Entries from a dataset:
■ ■ ■

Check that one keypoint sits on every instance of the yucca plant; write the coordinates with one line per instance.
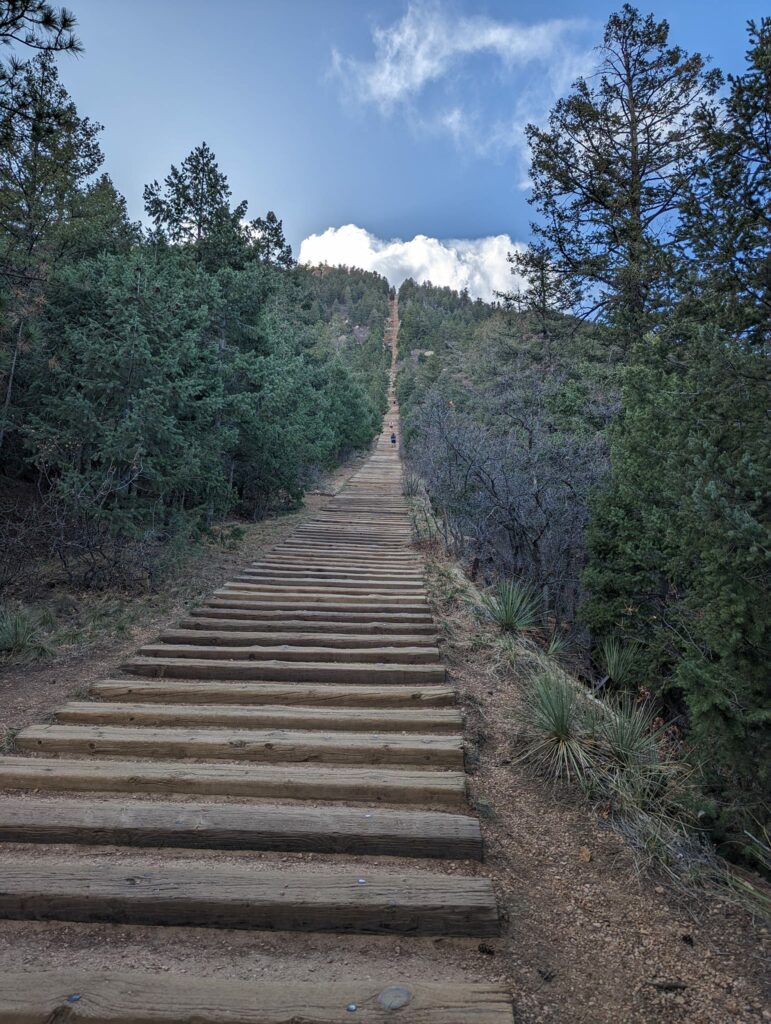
(513, 605)
(411, 485)
(20, 632)
(618, 658)
(629, 738)
(558, 645)
(556, 721)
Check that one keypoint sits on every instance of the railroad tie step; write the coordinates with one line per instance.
(168, 777)
(125, 997)
(267, 745)
(280, 671)
(435, 720)
(361, 830)
(236, 691)
(49, 888)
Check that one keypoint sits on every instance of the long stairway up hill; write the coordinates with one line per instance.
(304, 708)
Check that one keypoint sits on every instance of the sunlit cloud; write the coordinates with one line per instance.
(420, 69)
(476, 264)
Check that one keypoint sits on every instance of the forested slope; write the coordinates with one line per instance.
(598, 435)
(154, 381)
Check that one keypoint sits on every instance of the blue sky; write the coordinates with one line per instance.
(402, 119)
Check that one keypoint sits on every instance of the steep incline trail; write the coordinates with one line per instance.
(303, 709)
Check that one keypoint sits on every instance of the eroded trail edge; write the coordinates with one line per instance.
(303, 709)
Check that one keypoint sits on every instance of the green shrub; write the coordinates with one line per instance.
(20, 632)
(618, 659)
(560, 741)
(513, 606)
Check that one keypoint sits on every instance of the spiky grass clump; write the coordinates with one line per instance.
(513, 606)
(20, 632)
(618, 659)
(411, 485)
(558, 646)
(560, 741)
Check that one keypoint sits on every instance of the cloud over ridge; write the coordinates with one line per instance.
(417, 68)
(477, 264)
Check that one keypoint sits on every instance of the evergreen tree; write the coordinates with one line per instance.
(679, 538)
(193, 208)
(268, 242)
(607, 171)
(726, 255)
(49, 154)
(39, 26)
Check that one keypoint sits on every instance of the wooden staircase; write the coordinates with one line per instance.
(303, 708)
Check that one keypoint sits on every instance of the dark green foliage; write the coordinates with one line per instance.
(679, 539)
(607, 171)
(152, 385)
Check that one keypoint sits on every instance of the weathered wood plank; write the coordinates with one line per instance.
(141, 997)
(195, 633)
(240, 826)
(236, 691)
(287, 652)
(246, 744)
(166, 777)
(301, 611)
(264, 717)
(277, 671)
(227, 896)
(291, 627)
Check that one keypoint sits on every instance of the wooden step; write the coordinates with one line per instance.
(240, 826)
(322, 695)
(304, 566)
(267, 745)
(250, 638)
(227, 896)
(336, 584)
(298, 610)
(265, 717)
(71, 996)
(371, 598)
(286, 652)
(275, 671)
(368, 785)
(294, 628)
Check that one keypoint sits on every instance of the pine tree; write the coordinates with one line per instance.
(727, 209)
(268, 242)
(607, 171)
(48, 155)
(679, 538)
(193, 208)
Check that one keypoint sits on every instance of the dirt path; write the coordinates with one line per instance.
(30, 691)
(291, 760)
(586, 938)
(590, 940)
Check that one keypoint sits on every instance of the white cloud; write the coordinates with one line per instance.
(478, 264)
(428, 46)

■ ■ ■

Edit the data above so that every "keypoint" becomes "marker", with nothing else changed. Leave the pictures out of your answer.

## RESPONSE TO THE EXERCISE
Check that one marker sits on every instance of the yucca plant; write the coordinates with one line per instance.
(513, 605)
(411, 485)
(20, 632)
(618, 658)
(629, 738)
(558, 645)
(556, 721)
Check that one marker sits on every instance of the railroad tie step; write the coordinates with one line per instance.
(168, 777)
(125, 997)
(267, 745)
(280, 671)
(435, 720)
(361, 830)
(236, 691)
(49, 888)
Check that one marker sits on every instance of the long stairway up hill; write the coordinates with one line per instance.
(304, 708)
Check that one marker sits on every instance of the sunlit cloud; write the coordinates with one line per instance.
(420, 69)
(476, 264)
Check that one marker sits on every instance of the forested slope; write the coordinates with one line per instance.
(598, 435)
(154, 381)
Check that one marker sits on every instance of the blue sky; write the coordinates with one line per instance.
(402, 119)
Check that one marker sits on every instance of the steep incline trail; write the coordinates with one line per instance.
(303, 709)
Check that one marker sits on every instance of the eroded trail edge; write the coordinates with one line per instance.
(303, 709)
Check that one marker sits on every instance of the green shrub; write the coordinates with one line per instance.
(20, 632)
(618, 659)
(560, 741)
(513, 606)
Check that one marker sits on every instance of the spiky grass clump; write the coordinates with one line per instance.
(513, 606)
(20, 632)
(618, 659)
(411, 485)
(558, 646)
(560, 741)
Check that one marker sits on every instance of the cloud over ridge; write the coordinates with one line per instance.
(417, 68)
(477, 264)
Check that one marker sits on every instance of the evergreen tree; write the coordinates with one line per instance.
(679, 538)
(193, 208)
(268, 242)
(607, 171)
(726, 255)
(49, 154)
(39, 26)
Check that one marker sits on every instance of the wooden staircase; write the coordinates with one line per instance.
(303, 708)
Check that one marker sits on every instance of the dark green foliage; write the coordinates with one line per instance.
(679, 539)
(607, 171)
(152, 385)
Check that one marker sits on every instance of the weathered wood plank; write the coordinates with one line per instance.
(141, 997)
(195, 633)
(240, 826)
(236, 691)
(287, 652)
(246, 744)
(166, 777)
(301, 611)
(264, 717)
(277, 671)
(227, 896)
(291, 627)
Check that one marker sits on every instance of the wooden step; write the coordinates with one line per instance.
(240, 826)
(322, 695)
(304, 566)
(267, 745)
(250, 638)
(227, 896)
(336, 584)
(298, 610)
(265, 717)
(71, 996)
(371, 598)
(286, 652)
(275, 671)
(368, 785)
(294, 628)
Check that one marker sits on every instance of the pine tree; write the coordinates with one line per instance.
(727, 209)
(268, 242)
(607, 171)
(48, 155)
(679, 538)
(193, 208)
Check that one marker sits on every instance of the dirt path; write the coordinates with one line per instance.
(30, 691)
(291, 760)
(586, 938)
(590, 940)
Check that one marker sits on every instance of the white cloud; write the coordinates with one line per instance.
(478, 264)
(428, 46)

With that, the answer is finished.